Required work
Transcribe the passage on Gustav Neumann word for word, starting with "Neumann reached fourth" and going on through "Neue Berliner Schachzeitung.".

Source extract
-.-.-
Gustav Richard Ludwig Neumann (15 December 1838 - 16 February 1881) was a German chess master.

Neumann was born in Gleiwitz in the Prussian Province of Silesia. In matches he lost to Louis Paulsen (+3 –5 =3) at Leipzig 1864, and defeated Celso Golmayo Zúpide (+3 –0 =0), and Simon Winawer (+3 –0 =0) at Paris 1867. He also won against Samuel Rosenthal (+12 –2 =8) in three matches in Paris; (+5 –0 =6) in 1867, (+3 –1 =1) and (+4 –1 =1) in 1869.

During the late 1860s Neumann was one of the best chess players in the world. In tournaments he was first at Berlin 1865 (+34 –0 =0; first perfect score), first at Elberfeld 1865, first at Dundee 1867 Scotland International, second place went to Steinitz.
Neumann reached fourth at Paris 1867 (Ignatz von Kolisch won), third/fourth at Baden-Baden 1870 (Adolf Anderssen won), and second, behind Anderssen, at Altona 1872. However, severe mental illness stopped him playing after 1872.

In 1864–1867, together with Anderssen, he founded and edited the Neue Berliner Schachzeitung.

==Death==

After giving up chess completely due to a nervous disorder Gustav Neumann spent the last years of his life in the Provincial Sanatorium and Nursing Institution Allenberg in Druzhba, Pravdinsky District, Kaliningrad Oblast, where he died on 16 February 1881.
-.-.-
[Records contained in a dataset]
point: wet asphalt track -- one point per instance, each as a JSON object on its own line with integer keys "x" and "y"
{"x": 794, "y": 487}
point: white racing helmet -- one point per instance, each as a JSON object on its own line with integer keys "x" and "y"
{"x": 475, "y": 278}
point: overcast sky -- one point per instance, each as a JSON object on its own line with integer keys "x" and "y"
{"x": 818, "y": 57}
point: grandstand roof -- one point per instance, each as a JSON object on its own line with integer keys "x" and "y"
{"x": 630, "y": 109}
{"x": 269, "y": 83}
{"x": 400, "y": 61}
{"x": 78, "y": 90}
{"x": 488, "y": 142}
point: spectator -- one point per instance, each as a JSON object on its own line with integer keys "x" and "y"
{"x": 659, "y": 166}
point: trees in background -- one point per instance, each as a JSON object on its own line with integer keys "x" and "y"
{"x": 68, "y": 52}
-.-.-
Exercise answer
Neumann reached fourth at Paris 1867 (Ignatz von Kolisch won), third/fourth at Baden-Baden 1870 (Adolf Anderssen won), and second, behind Anderssen, at Altona 1872. However, severe mental illness stopped him playing after 1872.

In 1864–1867, together with Anderssen, he founded and edited the Neue Berliner Schachzeitung.